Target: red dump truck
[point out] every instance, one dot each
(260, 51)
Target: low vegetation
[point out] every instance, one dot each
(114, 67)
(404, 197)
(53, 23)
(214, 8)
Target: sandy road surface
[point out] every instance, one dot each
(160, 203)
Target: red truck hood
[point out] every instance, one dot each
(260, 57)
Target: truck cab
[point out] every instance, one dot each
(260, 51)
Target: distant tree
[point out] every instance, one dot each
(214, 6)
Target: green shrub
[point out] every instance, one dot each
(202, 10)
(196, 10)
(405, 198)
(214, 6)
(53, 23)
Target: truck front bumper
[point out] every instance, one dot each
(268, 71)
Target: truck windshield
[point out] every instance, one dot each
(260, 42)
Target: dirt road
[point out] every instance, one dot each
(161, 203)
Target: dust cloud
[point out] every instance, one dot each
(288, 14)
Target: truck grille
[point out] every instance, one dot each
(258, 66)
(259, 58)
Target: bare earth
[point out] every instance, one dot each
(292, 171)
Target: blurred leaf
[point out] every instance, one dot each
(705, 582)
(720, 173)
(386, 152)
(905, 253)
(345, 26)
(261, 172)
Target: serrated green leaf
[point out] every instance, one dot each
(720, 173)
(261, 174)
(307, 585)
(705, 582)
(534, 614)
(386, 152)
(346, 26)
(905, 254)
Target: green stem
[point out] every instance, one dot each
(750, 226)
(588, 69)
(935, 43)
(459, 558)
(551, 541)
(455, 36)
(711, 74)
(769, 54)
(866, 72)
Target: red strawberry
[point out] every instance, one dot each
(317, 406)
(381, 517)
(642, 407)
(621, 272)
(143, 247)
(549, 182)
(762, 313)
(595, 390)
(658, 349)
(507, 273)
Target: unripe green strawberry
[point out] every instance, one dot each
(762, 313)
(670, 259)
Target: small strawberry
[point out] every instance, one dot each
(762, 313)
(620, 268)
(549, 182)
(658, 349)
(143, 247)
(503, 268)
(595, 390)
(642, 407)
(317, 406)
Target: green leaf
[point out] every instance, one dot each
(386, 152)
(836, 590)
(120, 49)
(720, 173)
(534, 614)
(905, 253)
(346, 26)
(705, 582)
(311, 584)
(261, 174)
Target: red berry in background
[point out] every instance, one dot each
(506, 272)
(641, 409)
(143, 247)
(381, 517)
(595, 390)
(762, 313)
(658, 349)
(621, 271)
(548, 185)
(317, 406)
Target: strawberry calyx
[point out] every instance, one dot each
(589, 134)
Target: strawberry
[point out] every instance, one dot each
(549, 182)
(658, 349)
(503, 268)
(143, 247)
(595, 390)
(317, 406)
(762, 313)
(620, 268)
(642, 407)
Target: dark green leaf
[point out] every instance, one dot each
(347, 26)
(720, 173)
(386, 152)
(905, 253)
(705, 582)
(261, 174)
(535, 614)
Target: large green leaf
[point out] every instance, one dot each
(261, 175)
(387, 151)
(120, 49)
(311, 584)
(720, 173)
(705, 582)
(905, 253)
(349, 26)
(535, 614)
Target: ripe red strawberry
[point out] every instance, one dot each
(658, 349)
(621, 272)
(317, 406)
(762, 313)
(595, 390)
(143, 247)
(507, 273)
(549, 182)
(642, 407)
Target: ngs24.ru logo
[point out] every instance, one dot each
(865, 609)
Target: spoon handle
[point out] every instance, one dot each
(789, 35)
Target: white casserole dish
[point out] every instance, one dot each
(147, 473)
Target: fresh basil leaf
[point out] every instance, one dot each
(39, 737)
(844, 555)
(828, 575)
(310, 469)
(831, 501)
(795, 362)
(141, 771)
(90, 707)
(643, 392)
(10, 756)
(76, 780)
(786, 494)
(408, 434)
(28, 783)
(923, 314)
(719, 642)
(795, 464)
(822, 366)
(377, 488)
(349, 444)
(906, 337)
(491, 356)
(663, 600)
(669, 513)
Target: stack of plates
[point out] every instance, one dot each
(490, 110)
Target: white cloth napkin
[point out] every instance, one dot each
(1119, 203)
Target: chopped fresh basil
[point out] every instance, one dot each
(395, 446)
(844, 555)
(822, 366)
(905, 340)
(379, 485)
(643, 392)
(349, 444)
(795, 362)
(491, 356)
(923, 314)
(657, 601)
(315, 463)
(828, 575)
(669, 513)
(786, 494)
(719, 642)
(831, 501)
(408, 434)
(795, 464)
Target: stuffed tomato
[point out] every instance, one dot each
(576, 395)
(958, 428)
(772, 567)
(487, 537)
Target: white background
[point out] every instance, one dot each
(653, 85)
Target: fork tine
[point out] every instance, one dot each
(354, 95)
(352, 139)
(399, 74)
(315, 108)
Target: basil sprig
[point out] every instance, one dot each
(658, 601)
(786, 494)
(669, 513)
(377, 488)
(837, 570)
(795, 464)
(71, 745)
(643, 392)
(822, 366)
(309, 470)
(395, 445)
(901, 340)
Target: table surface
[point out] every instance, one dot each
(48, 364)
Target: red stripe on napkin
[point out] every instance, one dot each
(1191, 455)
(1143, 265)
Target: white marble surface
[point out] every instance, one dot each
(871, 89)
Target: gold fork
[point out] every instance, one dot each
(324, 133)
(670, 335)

┄┄┄┄┄┄┄┄┄┄

- WHAT TO DO -
Can you arrange the entries above, from the line containing "Target: red stripe on napkin" through the last line, as a Markdown table with the columns Row and Text, giving each non-blank line its own numbered row?

- SOLUTION FOR THIS TASK -
| Row | Text |
|---|---|
| 1 | Target: red stripe on napkin |
| 2 | [point out] every instance, one dot each |
| 3 | (1191, 455) |
| 4 | (1143, 265) |
| 5 | Target: white marble surface |
| 6 | [point out] every instance, one dot each |
| 7 | (871, 89) |
| 8 | Target: gold fork |
| 9 | [point out] every instance, one dot each |
| 10 | (324, 133) |
| 11 | (670, 335) |